### Records
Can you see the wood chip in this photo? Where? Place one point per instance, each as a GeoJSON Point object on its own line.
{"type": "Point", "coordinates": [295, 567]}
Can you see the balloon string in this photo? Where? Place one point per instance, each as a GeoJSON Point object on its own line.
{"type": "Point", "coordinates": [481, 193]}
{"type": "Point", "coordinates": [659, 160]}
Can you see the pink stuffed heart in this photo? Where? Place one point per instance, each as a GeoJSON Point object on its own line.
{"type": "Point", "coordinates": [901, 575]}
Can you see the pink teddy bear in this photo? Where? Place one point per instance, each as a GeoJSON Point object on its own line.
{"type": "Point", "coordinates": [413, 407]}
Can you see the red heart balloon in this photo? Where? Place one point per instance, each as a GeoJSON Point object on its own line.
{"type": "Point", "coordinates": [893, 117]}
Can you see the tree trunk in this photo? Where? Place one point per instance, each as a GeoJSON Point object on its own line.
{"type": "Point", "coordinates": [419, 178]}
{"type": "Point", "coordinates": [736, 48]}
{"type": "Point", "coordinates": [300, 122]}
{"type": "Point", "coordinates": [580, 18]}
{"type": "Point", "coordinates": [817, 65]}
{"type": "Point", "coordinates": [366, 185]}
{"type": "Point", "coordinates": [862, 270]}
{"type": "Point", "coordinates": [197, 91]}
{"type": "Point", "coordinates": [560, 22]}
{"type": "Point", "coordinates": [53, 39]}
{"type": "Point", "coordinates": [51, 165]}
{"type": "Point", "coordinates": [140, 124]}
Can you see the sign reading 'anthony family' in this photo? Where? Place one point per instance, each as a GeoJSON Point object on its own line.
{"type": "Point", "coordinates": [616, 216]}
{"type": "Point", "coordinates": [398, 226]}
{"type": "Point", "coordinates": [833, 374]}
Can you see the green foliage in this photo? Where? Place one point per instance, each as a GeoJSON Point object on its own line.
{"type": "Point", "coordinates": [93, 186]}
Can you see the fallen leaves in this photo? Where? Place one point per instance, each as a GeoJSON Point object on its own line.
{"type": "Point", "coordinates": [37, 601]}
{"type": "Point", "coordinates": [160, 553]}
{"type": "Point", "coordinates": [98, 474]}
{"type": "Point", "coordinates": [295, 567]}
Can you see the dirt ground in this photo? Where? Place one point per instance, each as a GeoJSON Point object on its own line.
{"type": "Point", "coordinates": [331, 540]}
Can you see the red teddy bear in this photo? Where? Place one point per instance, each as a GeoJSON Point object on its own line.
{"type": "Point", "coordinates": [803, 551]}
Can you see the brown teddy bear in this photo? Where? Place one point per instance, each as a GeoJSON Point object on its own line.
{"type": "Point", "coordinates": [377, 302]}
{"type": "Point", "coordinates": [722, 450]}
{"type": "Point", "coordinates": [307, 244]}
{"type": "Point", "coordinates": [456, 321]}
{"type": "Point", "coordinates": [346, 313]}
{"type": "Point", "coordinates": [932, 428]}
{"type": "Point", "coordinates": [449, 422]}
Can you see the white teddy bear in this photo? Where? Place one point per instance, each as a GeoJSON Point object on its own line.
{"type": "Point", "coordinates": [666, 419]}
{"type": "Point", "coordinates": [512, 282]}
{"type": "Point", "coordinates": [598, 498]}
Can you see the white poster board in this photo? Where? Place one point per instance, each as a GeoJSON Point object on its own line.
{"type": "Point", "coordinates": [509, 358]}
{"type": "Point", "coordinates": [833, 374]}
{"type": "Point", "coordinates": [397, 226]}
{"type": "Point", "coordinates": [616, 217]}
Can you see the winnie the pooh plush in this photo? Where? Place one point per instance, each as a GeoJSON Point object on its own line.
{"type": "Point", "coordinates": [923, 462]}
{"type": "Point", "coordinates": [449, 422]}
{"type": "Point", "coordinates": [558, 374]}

### What to produce
Output the records from the line with "Can you see the winnie" through the end of the records as a two-column CSV with columns named text and points. Give one row per record that asks something, with its wording in text and the lines that answer it in points, each field quoted and with line breaks turned into spaces.

### Full response
text,points
"Can you see the winnie the pooh plush in this photo? Where? Place one point per instance, each as a GeoJSON Point object on its own line.","{""type"": ""Point"", ""coordinates"": [923, 462]} {""type"": ""Point"", ""coordinates"": [449, 422]} {""type"": ""Point"", ""coordinates"": [558, 374]}"